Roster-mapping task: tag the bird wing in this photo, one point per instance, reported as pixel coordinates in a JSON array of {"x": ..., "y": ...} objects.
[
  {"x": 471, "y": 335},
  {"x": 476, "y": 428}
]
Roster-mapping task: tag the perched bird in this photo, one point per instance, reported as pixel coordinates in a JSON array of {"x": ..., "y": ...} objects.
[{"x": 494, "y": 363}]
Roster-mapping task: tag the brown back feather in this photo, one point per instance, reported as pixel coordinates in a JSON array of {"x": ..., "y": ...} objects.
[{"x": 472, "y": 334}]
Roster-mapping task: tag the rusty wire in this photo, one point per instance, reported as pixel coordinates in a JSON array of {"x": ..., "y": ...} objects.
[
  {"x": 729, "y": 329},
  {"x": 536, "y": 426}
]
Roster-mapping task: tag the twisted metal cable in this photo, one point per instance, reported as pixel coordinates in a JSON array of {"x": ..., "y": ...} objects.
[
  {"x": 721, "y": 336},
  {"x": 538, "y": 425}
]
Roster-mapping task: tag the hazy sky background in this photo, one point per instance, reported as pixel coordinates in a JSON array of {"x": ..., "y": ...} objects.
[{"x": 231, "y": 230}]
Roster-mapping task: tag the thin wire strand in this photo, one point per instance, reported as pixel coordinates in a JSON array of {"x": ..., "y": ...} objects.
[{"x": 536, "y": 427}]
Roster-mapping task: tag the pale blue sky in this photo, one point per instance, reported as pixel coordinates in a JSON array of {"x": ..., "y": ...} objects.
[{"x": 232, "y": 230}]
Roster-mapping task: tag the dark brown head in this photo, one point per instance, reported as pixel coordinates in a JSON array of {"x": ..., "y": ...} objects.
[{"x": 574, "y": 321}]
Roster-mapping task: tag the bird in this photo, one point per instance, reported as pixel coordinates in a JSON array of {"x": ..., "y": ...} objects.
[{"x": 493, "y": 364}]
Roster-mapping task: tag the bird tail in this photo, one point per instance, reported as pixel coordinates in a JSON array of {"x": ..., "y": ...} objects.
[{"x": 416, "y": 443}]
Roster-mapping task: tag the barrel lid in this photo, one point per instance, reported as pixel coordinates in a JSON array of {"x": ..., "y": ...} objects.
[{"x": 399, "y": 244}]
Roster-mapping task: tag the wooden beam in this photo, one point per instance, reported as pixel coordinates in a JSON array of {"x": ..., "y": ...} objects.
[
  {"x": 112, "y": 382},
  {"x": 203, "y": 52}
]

### Task details
Set down all the entries again, word for word.

### Result for this task
Roster-mapping task: tag the bird wing in this photo, one point per instance, reported as pixel coordinates in a JSON array of {"x": ..., "y": ...} objects.
[
  {"x": 471, "y": 335},
  {"x": 476, "y": 428}
]
Roster-mapping task: tag the perched bird in this photo, one point per instance, reported as pixel coordinates in a JSON array of {"x": ..., "y": ...} objects.
[{"x": 494, "y": 363}]
Roster-mapping task: tag the brown back feather in this photo, one point per instance, reported as pixel coordinates in a JSON array of {"x": ..., "y": ...} objects.
[{"x": 472, "y": 334}]
Roster-mapping task: tag the rusty wire in this photo, one point per instance, reported as pixel coordinates in a JSON array of {"x": ..., "y": ...} objects.
[
  {"x": 729, "y": 329},
  {"x": 536, "y": 426}
]
Roster-mapping task: tag the twisted metal cable in this photo, one point per instance, reported as pixel coordinates in a JSON array of {"x": ..., "y": ...} objects.
[
  {"x": 721, "y": 336},
  {"x": 538, "y": 425}
]
Roster-mapping task: tag the hazy sky background in this photo, one point per instance, reported as pixel coordinates in a JSON array of {"x": ..., "y": ...} objects.
[{"x": 231, "y": 230}]
Roster-mapping task: tag the thin wire strand in this photo, one point per instance, reported as pixel coordinates in a JSON array of {"x": ..., "y": ...} objects.
[{"x": 536, "y": 427}]
Roster-mapping task: tag the pale blue sky in this photo, one point per instance, reported as pixel coordinates in a JSON array of {"x": ..., "y": ...} objects.
[{"x": 232, "y": 230}]
Roster-mapping task: tag the dark brown head in this photo, one point per instance, reported as pixel coordinates in a JSON array of {"x": ..., "y": ...} objects.
[{"x": 574, "y": 321}]
Roster-mapping task: tag the bird in this photo, one point per instance, reported as pixel coordinates in a JSON array of {"x": ..., "y": ...} objects.
[{"x": 493, "y": 364}]
Roster-mapping task: tag the bird tail in this photo, one point per instance, reported as pixel coordinates in a JSON array of {"x": ..., "y": ...} objects.
[{"x": 416, "y": 443}]
Roster-mapping task: tag the barrel lid in this photo, one point per instance, reported as pixel coordinates in a JSON array of {"x": ..., "y": ...} objects.
[{"x": 399, "y": 244}]
Roster-mapping task: tag the wooden beam in this photo, one point per instance, reported as pixel coordinates in a JSON array of {"x": ..., "y": ...} objects.
[
  {"x": 112, "y": 382},
  {"x": 203, "y": 52}
]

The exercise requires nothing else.